SUPPLIED MATERIAL:

[start]

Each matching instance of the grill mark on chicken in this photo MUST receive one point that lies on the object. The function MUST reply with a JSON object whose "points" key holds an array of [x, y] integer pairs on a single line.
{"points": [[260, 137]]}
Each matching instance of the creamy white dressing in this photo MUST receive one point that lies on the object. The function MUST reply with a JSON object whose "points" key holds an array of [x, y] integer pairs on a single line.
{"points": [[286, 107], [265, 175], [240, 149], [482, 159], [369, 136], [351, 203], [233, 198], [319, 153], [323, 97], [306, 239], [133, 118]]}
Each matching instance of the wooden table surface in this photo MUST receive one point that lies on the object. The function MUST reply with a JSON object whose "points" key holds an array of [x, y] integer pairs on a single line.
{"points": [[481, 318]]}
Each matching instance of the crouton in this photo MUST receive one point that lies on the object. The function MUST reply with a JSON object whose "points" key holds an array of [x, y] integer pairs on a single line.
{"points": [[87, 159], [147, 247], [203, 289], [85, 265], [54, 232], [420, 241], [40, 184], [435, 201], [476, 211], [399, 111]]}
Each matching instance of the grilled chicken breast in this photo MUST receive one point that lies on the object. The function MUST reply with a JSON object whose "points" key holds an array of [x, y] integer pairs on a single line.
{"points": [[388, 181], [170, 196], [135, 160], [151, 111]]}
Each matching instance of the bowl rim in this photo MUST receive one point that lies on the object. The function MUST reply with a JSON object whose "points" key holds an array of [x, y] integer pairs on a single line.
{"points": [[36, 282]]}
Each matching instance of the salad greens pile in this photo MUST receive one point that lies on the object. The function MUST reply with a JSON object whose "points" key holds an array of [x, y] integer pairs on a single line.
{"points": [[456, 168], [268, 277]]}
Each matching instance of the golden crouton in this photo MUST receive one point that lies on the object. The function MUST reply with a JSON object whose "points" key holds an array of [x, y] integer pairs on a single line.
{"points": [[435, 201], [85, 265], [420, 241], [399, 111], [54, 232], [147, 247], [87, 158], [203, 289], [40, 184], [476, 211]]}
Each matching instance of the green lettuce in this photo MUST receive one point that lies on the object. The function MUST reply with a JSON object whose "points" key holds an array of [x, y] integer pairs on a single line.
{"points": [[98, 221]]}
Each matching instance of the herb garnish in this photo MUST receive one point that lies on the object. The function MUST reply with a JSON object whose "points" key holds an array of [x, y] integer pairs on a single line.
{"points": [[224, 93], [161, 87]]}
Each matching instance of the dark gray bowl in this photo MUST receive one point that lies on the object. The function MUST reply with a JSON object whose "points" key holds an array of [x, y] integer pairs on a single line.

[end]

INSTRUCTIONS TO FOLLOW: All of the lines above must be returned exactly.

TASK ANSWER:
Each matching instance of the grill mark on chicken in this photo MUST receive one point that lies on the object. The function MUST reply with a JSON object whose "points" key holds an array of [x, y] integer pairs on a single line.
{"points": [[260, 137]]}
Each matching instance of the creamy white dressing in this photo MUST receive one point that lies on the object. The function MUST reply with a JSON object whose "points" key holds an array of [x, y] integer pairs on a single line.
{"points": [[286, 107], [265, 175], [240, 149], [482, 159], [369, 136], [351, 203], [233, 198], [319, 153], [323, 97], [306, 239], [133, 118]]}
Each matching instance of the wooden table surface in this photo MUST receive one point that lies on the object. The function MUST reply with a JSON object whose "points" key holds an array of [x, y] integer pairs on a single line.
{"points": [[481, 318]]}
Each matching instance of the crouton in this photo MUST receive one point that lies on the object. The function MUST reply with a JSON object whose "points" key holds an array of [x, y] integer pairs on a single line.
{"points": [[87, 159], [147, 247], [203, 289], [85, 265], [54, 232], [420, 241], [40, 184], [435, 201], [476, 211], [399, 111]]}
Each matching instance of the grilled chicken breast in this photo MUST receive one point that lies on the object. The function MUST reply with a JSON object whose "points" key holds an array of [x, y] integer pairs on a single line.
{"points": [[388, 181], [170, 196], [135, 160], [151, 111]]}
Each matching instance of the bowl rim in this photo MUST receive one point that lies on the object. The function MUST reply with a JSON object whose "points" key holds an array of [x, y] integer pairs on a single line.
{"points": [[36, 282]]}
Each matching instance of the salad greens pile in this photo MUST receive one point that lies on the object. The function MUST reply with a JSON object whose "points" key holds an array of [x, y] integer pairs on a single line.
{"points": [[456, 168], [268, 277]]}
Each matching instance of the golden crouton in this photo MUST receive one point that lies on the object. The function MUST reply with a JSON object whose "points" key holds an array of [x, y] integer pairs on a single line.
{"points": [[435, 201], [85, 265], [420, 241], [399, 111], [54, 232], [147, 247], [87, 158], [203, 289], [40, 184], [476, 211]]}
Each matching instance of the green lettuce in this photo MUST receive one point that lies on the object. The function MUST reply with a JSON object whose "points" key holds an array of [x, y] integer pairs on a single line.
{"points": [[98, 221]]}
Each matching instance of the herb garnish in this photo MUST receive one point that lies on the object. The function MUST reply with a JSON object whose "points" key holds an array of [x, y] integer pairs on a single line.
{"points": [[224, 93], [161, 87]]}
Each matching instance of the dark gray bowl in this photo MUST receive one point that lies on the object. The function MUST reply with a JSON object whose "points" key holds an array of [x, y] integer pairs on a single line.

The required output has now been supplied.